→ Data under study:
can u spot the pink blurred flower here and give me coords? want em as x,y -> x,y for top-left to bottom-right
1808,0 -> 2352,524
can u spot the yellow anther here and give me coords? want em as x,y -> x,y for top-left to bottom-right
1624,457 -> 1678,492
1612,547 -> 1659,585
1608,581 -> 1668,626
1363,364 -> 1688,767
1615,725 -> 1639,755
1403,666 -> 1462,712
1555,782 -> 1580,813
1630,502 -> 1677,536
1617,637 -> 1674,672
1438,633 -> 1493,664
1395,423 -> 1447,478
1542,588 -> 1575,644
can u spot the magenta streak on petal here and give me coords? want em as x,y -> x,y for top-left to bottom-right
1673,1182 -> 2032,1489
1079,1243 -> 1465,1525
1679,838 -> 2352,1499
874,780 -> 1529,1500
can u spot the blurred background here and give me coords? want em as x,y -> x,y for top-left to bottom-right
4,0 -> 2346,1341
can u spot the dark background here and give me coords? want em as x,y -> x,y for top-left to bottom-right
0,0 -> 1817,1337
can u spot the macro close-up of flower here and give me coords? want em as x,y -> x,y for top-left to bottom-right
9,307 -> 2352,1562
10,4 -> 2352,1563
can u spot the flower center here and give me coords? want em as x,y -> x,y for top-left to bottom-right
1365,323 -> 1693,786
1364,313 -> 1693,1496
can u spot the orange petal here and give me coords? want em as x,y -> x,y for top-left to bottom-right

---

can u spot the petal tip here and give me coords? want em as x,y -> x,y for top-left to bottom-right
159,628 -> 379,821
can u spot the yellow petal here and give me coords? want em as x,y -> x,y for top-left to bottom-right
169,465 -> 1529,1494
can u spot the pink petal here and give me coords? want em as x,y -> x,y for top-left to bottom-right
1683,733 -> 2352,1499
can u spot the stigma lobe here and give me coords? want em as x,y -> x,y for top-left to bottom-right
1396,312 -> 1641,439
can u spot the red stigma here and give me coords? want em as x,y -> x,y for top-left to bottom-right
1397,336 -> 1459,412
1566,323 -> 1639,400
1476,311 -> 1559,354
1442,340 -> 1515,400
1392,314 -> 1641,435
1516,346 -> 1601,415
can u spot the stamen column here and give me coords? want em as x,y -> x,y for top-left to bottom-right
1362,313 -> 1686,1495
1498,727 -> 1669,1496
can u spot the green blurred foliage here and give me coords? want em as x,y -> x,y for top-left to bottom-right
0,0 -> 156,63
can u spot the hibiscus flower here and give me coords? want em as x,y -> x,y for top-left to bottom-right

→ Directions:
Looking at the data above, return every line from the one with "can u spot the yellow anther" down to the one with "can u spot the orange", exactly and inclusively.

→ Task solution:
can u spot the yellow anther here and give me coords? want em as x,y -> x,y for top-left to bottom-right
1624,457 -> 1678,492
1612,547 -> 1659,585
1608,581 -> 1668,626
1363,364 -> 1688,767
1615,725 -> 1639,755
1403,666 -> 1462,712
1555,782 -> 1580,813
1630,502 -> 1677,536
1617,637 -> 1674,672
1438,633 -> 1493,664
1395,423 -> 1447,478
1542,588 -> 1575,644
can u spot the magenta streak on petal here and give me coords? want em as x,y -> x,y for top-left to bottom-right
1673,1182 -> 2032,1489
1079,1243 -> 1465,1525
1679,838 -> 2352,1499
874,780 -> 1529,1500
can u spot the blurred background here and give me coords? want em as x,y -> x,y for top-left to bottom-right
4,0 -> 2346,1341
can u spot the dark background here and give me coords? want em as x,y -> x,y for top-left to bottom-right
0,0 -> 1817,1337
can u spot the macro close-up of flower here and give me coords? want em as x,y -> x,y for top-left to bottom-right
9,307 -> 2352,1562
10,4 -> 2352,1563
can u spot the flower center here and give me coords? want em as x,y -> x,y for top-left to bottom-right
1365,323 -> 1693,786
1364,313 -> 1693,1496
can u spot the orange petal here and give me coords? want em as x,y -> x,y for top-left to bottom-right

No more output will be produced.